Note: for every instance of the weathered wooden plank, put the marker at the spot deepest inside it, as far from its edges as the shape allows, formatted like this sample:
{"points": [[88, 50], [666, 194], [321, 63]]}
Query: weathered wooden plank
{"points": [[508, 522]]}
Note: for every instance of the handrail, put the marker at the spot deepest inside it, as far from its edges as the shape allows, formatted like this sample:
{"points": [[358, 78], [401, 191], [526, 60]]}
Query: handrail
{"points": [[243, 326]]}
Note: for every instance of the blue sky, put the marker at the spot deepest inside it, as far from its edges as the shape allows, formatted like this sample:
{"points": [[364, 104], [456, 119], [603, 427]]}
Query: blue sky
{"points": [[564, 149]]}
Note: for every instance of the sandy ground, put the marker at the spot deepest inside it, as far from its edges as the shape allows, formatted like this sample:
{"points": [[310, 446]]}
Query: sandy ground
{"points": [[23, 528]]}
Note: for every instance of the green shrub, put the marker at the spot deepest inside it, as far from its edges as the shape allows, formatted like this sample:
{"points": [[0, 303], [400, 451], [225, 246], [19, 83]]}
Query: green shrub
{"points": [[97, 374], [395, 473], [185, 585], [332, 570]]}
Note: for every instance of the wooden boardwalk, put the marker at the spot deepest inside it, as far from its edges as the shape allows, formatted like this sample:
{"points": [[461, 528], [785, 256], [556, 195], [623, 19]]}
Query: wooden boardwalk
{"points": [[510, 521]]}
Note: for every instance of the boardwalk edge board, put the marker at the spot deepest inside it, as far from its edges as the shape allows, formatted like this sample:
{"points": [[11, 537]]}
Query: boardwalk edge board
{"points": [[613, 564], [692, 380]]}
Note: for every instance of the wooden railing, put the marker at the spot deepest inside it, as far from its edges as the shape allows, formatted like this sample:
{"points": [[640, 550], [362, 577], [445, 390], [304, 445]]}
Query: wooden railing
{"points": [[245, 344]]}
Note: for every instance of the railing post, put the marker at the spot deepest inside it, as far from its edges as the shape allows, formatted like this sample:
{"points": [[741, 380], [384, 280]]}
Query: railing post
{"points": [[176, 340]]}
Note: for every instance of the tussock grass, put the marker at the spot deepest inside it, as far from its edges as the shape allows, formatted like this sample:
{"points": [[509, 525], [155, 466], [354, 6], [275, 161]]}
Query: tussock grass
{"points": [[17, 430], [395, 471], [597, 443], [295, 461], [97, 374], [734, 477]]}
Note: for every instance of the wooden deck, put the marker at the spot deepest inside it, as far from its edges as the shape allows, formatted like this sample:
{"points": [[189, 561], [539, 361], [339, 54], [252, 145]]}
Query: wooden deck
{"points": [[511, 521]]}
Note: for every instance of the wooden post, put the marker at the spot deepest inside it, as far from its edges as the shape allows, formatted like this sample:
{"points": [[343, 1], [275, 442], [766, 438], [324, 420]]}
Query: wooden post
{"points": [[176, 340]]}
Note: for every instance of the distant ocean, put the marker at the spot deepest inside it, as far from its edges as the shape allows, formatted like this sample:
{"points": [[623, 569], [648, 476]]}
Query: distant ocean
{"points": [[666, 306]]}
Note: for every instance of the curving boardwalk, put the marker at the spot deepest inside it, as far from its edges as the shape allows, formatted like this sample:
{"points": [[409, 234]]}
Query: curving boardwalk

- _WHAT YOU SHOULD DO_
Write out all of the data above again, switching "put the marker" to "place the point" wherever it occurs and leaving everything else unchanged.

- _RESULT FOR THIS TASK_
Note: for every instance of the weathered wooden plank, place the point at the spot deepest inside it, as far from its edges as the shape allows, formatted like this sample:
{"points": [[88, 50], [666, 194], [321, 63]]}
Query: weathered wooden plank
{"points": [[508, 522]]}
Note: for every instance of the handrail, place the point at the spot deepest inside it, as far from its edges as the shape allows, formatted like this sample:
{"points": [[358, 78], [401, 191], [526, 60]]}
Query: handrail
{"points": [[243, 326]]}
Note: for every instance of the blue sky, place the point at the spot deepest inside it, as far from its edges as the shape allows, formatted like this sample:
{"points": [[364, 104], [456, 119], [603, 427]]}
Query: blue sky
{"points": [[564, 149]]}
Note: for every instance of the sandy ground, place the point at the spot deepest inside it, as far from its edges as the shape allows, formatted like this sample:
{"points": [[310, 446]]}
Query: sandy ground
{"points": [[23, 528]]}
Note: for every instance of the green shrub, place the point at the spot deepest inside it, as far from its edges as the shape allows, formatted like this sample:
{"points": [[0, 303], [400, 451], [225, 246], [19, 83]]}
Query: green shrub
{"points": [[97, 374], [395, 473], [185, 585], [332, 570]]}
Note: for every instance of the wooden boardwalk, place the point at the spot deepest inside it, as far from its edges as the shape allows, formatted like this sample:
{"points": [[461, 528], [785, 256], [556, 195], [623, 19]]}
Query: wooden boardwalk
{"points": [[510, 521]]}
Note: for every instance of the boardwalk edge board, place the point at the spot deepest inside it, as far from its edges as the shape allows, formatted like this sample:
{"points": [[11, 537]]}
Query: boardwalk edge board
{"points": [[613, 564], [692, 380]]}
Note: for every instance of the wooden railing, place the point at the spot deepest inside it, as far from its edges as the shape allows, formatted like this sample:
{"points": [[640, 550], [362, 577], [445, 390], [304, 445]]}
Query: wooden railing
{"points": [[245, 344]]}
Note: for every instance of the railing post, place the point at the spot deepest inside it, as far from its edges as the shape allows, formatted like this sample:
{"points": [[741, 380], [384, 280]]}
Query: railing post
{"points": [[176, 340]]}
Note: for every instance of the tussock grass, place the point at the spot deepest inside it, as far from its edges as the shape allows, formatted like this sample:
{"points": [[509, 525], [155, 466], [354, 6], [275, 161]]}
Query: tussock grass
{"points": [[17, 430], [395, 471], [597, 443], [295, 461], [97, 374], [734, 477]]}
Note: for every instance of the wooden deck, place the point at the spot deepest inside it, as far from its edges as the shape allows, formatted like this sample:
{"points": [[189, 561], [539, 361], [339, 54], [252, 145]]}
Query: wooden deck
{"points": [[511, 521]]}
Note: for every instance of the wooden post, place the point at the spot deepest inside it, as far from its edges as the shape allows, formatted like this sample:
{"points": [[343, 1], [275, 442], [766, 438], [324, 420]]}
Query: wooden post
{"points": [[176, 340]]}
Note: for every instance of the distant ocean, place the point at the spot deepest inside it, as far from its edges as the shape allows, formatted like this sample:
{"points": [[623, 569], [648, 476]]}
Query: distant ocean
{"points": [[666, 306]]}
Note: for every instance of the curving boardwalk, place the point at the spot deepest inside it, as far from its edges as the shape allows, formatted like this sample:
{"points": [[409, 234]]}
Query: curving boardwalk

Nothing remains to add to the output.